» Task goal:
Report each line of the data that has "tight" somewhere in it.

» Recorded data:
-.-.-
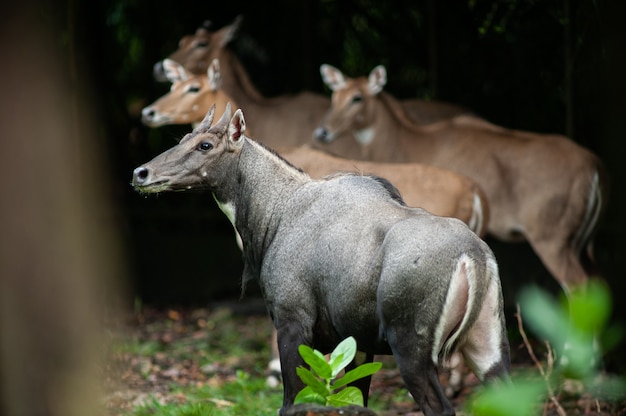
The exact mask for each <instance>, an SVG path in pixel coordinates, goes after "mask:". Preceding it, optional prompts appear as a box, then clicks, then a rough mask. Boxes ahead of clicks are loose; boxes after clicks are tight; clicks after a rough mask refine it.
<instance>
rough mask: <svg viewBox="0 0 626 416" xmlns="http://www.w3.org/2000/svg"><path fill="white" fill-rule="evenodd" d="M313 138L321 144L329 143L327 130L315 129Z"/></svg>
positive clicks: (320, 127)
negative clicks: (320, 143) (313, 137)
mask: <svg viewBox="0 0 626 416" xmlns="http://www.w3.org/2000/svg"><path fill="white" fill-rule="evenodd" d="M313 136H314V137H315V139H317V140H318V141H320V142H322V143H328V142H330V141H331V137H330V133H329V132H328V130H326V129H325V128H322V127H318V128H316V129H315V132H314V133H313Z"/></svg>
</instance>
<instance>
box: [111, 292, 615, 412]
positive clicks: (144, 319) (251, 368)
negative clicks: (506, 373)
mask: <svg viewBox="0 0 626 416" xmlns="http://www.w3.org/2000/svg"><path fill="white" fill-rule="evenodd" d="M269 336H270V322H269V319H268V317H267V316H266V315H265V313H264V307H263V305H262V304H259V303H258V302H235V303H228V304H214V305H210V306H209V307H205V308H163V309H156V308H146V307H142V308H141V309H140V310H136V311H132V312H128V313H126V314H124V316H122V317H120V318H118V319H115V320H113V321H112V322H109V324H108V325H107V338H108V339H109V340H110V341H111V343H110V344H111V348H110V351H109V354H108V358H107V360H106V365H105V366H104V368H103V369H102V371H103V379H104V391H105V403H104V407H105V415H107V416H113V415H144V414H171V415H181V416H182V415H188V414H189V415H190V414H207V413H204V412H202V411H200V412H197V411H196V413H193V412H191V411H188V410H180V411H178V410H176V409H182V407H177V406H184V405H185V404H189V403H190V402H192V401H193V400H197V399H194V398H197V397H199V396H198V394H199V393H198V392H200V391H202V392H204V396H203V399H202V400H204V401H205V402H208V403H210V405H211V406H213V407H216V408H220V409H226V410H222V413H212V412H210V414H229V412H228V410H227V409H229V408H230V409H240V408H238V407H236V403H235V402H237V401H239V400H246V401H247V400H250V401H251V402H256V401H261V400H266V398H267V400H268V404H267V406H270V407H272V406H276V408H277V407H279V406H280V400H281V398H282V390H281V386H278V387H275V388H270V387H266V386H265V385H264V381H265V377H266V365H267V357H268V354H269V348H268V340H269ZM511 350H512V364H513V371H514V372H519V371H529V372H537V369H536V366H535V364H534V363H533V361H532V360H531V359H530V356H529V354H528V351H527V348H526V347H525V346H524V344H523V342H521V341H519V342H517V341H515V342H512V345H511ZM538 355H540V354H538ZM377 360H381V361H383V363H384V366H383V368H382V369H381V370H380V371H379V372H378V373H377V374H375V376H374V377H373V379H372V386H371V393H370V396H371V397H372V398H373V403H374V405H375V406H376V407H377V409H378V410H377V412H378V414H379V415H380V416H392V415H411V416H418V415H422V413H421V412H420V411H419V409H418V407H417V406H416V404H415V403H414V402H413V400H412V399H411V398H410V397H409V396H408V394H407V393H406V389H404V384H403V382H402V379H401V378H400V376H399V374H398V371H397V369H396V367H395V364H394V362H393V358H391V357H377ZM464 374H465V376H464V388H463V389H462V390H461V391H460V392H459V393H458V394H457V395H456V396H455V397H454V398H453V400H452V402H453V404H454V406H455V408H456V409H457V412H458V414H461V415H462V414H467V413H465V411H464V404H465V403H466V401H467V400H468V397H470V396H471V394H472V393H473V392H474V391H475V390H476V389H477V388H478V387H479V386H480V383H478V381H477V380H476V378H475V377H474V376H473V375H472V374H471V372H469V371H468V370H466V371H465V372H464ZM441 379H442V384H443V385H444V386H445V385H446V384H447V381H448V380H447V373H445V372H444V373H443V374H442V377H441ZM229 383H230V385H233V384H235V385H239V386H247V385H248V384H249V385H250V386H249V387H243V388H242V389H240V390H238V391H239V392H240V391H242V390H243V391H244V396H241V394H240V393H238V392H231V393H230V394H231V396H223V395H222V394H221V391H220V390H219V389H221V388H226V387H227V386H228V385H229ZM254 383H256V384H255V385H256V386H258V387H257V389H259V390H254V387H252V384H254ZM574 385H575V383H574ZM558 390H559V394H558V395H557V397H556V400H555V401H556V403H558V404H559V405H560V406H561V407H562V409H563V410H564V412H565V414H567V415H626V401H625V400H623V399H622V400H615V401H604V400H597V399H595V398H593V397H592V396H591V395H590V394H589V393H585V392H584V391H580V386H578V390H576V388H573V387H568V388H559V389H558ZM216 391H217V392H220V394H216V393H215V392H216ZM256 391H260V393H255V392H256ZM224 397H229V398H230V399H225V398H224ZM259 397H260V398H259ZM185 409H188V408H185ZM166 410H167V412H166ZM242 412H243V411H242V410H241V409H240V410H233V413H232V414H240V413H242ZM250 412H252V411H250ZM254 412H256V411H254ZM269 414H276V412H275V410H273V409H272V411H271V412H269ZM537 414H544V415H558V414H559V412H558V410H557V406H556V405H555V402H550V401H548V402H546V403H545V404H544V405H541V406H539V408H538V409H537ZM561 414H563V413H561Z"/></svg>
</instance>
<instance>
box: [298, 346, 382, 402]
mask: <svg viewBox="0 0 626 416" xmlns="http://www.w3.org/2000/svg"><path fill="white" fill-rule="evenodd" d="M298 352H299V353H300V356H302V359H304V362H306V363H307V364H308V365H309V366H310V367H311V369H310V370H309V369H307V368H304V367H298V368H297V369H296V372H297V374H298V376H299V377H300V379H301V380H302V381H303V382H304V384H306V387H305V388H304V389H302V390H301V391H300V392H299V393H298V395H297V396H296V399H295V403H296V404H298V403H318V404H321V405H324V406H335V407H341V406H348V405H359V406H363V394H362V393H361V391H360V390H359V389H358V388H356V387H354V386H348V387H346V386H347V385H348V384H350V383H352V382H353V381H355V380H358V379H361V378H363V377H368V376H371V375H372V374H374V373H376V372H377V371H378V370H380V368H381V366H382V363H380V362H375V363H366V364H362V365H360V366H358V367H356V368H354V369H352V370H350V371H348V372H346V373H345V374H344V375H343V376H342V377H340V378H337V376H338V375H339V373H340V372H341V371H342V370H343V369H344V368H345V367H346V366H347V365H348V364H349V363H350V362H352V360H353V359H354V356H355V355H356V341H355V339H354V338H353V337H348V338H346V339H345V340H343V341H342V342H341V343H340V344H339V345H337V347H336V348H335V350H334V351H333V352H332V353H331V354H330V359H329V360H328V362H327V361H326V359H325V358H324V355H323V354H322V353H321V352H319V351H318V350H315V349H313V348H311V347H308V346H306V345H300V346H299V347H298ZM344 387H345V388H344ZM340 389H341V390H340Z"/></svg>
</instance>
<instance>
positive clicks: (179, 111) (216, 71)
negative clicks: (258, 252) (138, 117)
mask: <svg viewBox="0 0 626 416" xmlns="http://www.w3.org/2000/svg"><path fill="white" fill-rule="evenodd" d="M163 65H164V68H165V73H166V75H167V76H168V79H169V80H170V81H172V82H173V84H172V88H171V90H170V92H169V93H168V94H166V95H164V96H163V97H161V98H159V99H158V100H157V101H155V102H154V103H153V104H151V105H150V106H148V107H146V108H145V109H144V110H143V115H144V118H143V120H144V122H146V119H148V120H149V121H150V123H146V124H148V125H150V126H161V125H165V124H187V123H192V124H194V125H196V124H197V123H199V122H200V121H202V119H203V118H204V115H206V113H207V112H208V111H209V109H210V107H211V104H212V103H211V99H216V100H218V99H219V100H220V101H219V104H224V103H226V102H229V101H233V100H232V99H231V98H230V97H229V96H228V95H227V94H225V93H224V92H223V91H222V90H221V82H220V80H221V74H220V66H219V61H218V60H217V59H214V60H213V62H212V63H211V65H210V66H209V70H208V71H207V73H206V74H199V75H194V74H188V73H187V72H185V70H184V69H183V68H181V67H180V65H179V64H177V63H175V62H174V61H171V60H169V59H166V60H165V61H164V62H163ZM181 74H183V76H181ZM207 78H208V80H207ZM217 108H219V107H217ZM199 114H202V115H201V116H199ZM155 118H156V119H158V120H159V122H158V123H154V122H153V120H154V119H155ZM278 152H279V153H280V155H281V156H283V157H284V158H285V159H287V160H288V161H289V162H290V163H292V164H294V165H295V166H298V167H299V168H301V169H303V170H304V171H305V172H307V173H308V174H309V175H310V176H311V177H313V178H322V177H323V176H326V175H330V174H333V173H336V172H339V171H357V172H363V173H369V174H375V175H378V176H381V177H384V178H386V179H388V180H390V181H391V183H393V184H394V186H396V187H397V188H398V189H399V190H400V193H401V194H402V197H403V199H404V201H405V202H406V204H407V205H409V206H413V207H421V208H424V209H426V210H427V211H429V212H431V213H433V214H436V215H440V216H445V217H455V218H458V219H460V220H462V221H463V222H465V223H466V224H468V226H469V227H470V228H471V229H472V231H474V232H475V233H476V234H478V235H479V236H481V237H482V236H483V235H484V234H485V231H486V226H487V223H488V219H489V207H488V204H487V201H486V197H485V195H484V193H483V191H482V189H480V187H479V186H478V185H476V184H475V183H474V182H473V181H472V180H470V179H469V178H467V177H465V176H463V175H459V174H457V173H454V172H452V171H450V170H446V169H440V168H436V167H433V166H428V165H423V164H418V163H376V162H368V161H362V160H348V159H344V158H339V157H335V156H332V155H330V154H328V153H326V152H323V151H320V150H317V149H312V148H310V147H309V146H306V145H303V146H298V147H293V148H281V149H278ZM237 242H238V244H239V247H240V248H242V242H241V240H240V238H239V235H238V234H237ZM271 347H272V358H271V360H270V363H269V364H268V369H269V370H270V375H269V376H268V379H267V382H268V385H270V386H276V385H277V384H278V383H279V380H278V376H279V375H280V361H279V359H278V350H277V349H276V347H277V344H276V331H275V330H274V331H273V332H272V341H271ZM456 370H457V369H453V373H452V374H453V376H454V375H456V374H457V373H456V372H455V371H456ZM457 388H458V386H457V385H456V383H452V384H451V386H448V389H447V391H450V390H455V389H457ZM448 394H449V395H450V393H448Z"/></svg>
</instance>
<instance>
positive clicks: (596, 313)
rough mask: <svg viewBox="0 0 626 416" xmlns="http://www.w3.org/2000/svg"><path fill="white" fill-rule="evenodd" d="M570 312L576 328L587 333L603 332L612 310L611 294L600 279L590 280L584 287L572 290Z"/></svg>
-.-.-
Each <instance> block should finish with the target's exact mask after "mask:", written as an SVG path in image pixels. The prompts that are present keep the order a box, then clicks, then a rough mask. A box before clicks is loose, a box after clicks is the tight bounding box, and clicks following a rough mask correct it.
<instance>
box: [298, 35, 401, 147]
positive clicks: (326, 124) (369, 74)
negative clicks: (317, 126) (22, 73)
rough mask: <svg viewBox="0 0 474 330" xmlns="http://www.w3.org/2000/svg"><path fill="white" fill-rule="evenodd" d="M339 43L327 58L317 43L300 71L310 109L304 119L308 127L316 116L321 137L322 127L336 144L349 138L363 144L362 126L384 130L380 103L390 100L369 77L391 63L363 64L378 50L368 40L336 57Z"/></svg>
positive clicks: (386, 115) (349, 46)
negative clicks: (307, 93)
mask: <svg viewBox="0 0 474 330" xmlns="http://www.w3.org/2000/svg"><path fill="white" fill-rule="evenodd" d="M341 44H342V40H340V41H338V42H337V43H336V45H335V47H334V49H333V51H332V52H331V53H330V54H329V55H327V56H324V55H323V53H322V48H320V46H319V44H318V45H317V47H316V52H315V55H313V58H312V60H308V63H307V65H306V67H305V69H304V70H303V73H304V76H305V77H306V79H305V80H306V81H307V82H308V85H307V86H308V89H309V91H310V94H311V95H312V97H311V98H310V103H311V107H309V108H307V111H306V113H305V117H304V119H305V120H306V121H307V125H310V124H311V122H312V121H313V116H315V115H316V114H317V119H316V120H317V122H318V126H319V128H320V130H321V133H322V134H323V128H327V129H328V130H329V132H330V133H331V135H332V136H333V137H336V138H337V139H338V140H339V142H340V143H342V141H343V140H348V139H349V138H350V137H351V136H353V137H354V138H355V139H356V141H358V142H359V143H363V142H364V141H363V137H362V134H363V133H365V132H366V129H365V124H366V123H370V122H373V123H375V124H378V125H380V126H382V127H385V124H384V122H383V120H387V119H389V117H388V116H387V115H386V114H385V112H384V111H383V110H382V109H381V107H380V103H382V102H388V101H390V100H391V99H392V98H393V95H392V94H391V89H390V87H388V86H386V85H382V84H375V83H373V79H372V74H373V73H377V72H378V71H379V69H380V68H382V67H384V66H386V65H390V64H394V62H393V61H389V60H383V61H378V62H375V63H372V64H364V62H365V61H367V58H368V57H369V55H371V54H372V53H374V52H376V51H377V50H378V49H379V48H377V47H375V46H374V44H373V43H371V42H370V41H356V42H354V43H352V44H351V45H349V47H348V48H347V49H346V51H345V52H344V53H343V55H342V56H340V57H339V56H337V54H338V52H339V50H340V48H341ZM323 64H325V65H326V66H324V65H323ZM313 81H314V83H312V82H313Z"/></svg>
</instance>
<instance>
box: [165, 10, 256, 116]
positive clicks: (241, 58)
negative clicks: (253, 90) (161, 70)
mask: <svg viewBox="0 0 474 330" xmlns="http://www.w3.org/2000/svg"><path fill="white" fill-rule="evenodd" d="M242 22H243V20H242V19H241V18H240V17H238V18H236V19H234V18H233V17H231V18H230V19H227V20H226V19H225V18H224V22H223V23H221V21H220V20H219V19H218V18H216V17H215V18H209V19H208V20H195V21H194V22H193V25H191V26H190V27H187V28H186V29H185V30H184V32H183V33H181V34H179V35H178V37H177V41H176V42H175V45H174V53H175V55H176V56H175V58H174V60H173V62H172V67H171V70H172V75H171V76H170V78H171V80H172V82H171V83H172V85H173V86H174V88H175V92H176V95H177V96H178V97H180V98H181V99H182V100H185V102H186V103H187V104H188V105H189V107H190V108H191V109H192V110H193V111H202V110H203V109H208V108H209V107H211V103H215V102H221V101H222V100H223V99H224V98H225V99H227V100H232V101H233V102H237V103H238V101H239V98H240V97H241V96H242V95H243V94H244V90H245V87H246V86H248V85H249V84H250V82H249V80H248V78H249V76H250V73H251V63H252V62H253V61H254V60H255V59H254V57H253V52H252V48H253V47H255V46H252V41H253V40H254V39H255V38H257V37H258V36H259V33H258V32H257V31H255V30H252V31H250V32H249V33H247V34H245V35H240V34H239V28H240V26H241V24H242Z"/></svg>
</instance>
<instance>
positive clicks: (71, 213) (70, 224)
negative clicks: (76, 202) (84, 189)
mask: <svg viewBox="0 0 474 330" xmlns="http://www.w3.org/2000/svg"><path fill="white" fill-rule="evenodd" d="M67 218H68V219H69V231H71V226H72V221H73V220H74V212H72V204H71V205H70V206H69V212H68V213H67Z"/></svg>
-.-.-
» Solution:
The exact mask for each <instance>, an SVG path in pixel coordinates, goes after "mask:". Preceding it, optional prompts appear as a box, then clicks, then a rough mask. Boxes ahead of clicks are loose; boxes after clicks are tight; clicks after a rough mask refine it.
Each <instance> block should finish with the target's exact mask after "mask:", written as an SVG path in image pixels. The prompts that are present keep the order a box, then clicks, then a rough mask. A box before clicks is loose, a box after clicks is the tight bounding box, and clicks following a rough mask correct it.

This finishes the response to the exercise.